(Data pulled from a collection)
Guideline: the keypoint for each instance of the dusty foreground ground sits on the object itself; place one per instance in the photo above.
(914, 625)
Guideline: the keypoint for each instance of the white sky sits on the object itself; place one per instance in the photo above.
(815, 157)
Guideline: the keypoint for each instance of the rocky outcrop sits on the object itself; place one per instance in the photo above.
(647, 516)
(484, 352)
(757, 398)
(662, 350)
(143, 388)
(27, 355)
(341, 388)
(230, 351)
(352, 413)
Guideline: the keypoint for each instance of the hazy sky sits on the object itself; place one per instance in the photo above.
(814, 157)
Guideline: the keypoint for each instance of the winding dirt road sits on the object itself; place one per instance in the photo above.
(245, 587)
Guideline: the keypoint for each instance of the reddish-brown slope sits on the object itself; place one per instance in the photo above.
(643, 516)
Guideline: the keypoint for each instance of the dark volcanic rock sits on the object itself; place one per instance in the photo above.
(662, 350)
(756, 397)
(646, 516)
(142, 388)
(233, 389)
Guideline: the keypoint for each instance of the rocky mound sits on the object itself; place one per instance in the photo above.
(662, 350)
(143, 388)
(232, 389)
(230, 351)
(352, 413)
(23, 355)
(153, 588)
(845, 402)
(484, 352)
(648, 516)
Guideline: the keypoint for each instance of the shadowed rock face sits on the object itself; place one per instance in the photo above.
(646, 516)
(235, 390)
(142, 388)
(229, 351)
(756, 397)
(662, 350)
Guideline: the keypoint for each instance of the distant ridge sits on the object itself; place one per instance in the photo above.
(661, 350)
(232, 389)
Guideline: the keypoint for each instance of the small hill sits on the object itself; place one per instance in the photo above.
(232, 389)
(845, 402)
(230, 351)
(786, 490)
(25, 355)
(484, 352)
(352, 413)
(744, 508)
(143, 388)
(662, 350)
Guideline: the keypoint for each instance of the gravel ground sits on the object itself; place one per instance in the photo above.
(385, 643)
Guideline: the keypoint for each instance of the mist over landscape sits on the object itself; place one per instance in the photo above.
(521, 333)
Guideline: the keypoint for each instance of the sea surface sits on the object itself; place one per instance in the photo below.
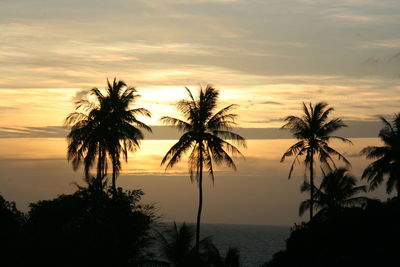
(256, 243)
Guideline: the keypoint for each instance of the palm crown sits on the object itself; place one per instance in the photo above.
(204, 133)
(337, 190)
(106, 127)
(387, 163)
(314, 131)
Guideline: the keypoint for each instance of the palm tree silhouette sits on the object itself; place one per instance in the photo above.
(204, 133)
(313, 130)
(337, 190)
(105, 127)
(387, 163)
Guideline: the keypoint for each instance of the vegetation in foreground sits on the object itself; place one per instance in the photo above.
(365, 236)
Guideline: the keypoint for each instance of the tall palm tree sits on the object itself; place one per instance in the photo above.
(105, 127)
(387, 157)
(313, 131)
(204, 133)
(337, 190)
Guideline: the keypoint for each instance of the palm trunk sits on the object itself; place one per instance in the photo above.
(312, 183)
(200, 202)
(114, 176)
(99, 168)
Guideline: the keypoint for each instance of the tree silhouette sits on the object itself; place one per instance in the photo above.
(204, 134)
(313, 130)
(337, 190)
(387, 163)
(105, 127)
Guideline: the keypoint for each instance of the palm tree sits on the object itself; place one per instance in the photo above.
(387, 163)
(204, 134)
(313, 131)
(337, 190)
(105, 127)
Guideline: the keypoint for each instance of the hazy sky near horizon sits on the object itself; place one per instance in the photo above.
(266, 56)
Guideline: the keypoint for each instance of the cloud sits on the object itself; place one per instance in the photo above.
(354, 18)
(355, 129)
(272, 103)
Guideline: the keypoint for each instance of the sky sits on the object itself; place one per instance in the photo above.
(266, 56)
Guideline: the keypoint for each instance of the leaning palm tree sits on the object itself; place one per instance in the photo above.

Written task | Copy verbatim every line of the items from the one containing "Guideline: the keypoint for each instance of the tall" through the last line of the items, both ends included.

Answer to this problem |
Guideline: the keypoint for each instance of the tall palm tree sits on the object itself; place one per instance in the photo above.
(105, 127)
(387, 157)
(313, 131)
(204, 133)
(337, 190)
Guideline: the keypoint for each instance of the palm trunk sits on the object itself; place one per instance in the photo above.
(312, 183)
(200, 202)
(114, 176)
(99, 168)
Guideline: the keypoint for each instance of the tree silhouette sits on the object itself; place one per instance in the photo above.
(204, 134)
(313, 130)
(337, 190)
(387, 163)
(105, 127)
Guideline: the keypoint for each instance of the palm tree sits on the object itself; place one per instance in the photo above.
(387, 163)
(204, 134)
(313, 131)
(337, 190)
(105, 127)
Guideline: the keypoint for each instance of the hazy sky near horizon sits on the object itself; place one per instance in the photo above.
(266, 56)
Guideline: the keypoint for each instance of the cloud sits on the object itself; place one per instance in the photo above.
(354, 18)
(355, 129)
(272, 103)
Guideline: the keypoint for each instance of the sky sits on the object itself; place one per instance in the photo above.
(266, 56)
Guideline: the keypoint for each instance of the leaning palm tree sits on the object itself; place one per instance in the photo above.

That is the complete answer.